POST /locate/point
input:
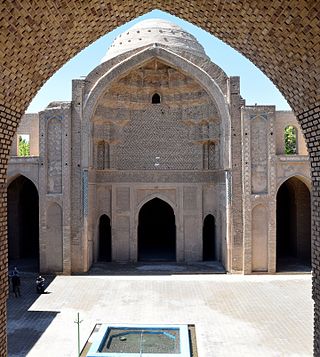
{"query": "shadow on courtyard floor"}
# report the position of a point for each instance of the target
(155, 268)
(25, 327)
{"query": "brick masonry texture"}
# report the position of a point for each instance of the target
(281, 38)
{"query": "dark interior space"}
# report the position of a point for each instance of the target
(156, 232)
(23, 220)
(208, 236)
(156, 99)
(293, 226)
(104, 239)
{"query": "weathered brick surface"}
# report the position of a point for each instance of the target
(281, 38)
(310, 122)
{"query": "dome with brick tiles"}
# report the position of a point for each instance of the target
(154, 31)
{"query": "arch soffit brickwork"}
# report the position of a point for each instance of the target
(304, 179)
(183, 65)
(169, 57)
(99, 217)
(161, 197)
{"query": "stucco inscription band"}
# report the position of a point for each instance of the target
(31, 31)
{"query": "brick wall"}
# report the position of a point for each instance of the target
(310, 123)
(35, 42)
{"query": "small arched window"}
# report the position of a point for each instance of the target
(290, 140)
(156, 98)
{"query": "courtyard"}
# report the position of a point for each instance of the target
(234, 315)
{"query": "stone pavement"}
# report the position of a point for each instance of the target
(234, 315)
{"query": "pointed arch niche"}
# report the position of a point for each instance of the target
(293, 226)
(156, 232)
(23, 221)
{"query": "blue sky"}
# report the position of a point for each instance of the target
(255, 86)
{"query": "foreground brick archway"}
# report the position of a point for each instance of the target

⁂

## Stated task
Return all of the entries above line for line and unchanged, but leave out the picture.

## Result
POST /locate/point
input:
{"query": "shadow on courtyard floor"}
# report the position of a point for each instance of the target
(155, 268)
(25, 327)
{"query": "brick masonry texture"}
# report the position of a point for each instance of the target
(281, 38)
{"query": "dark interior space"}
# report the position of a point for each instance of the target
(156, 232)
(23, 220)
(208, 236)
(156, 99)
(293, 226)
(104, 239)
{"query": "weathered brick surface"}
# report the position of a point for each instance of the target
(281, 38)
(310, 122)
{"query": "dome with brick tiles"}
# report the position of a point for each instance of the target
(154, 31)
{"query": "arch soffit brickwork"}
# report the position of a point for each instance of the target
(304, 179)
(183, 65)
(169, 57)
(99, 217)
(161, 197)
{"query": "stucco inscription band"}
# report the position of a point for each instance of the target
(31, 31)
{"query": "brick wall"}
# report the position of a point for each instance of the target
(310, 123)
(35, 42)
{"query": "small arched window"}
# report the position of a point for each instance of the target
(290, 140)
(156, 98)
{"query": "courtyard"}
# report the position of a point for each instance of the target
(234, 315)
{"query": "stone pavement"}
# report the position of a point for each instance of the target
(234, 315)
{"query": "pointed arch niche"}
# report the position of a point for each instance of the target
(293, 226)
(156, 232)
(23, 221)
{"query": "blue sky"}
# report the position of a point for each instance of the target
(255, 86)
{"query": "foreground brick archway"}
# report the position of a point for each instance of the target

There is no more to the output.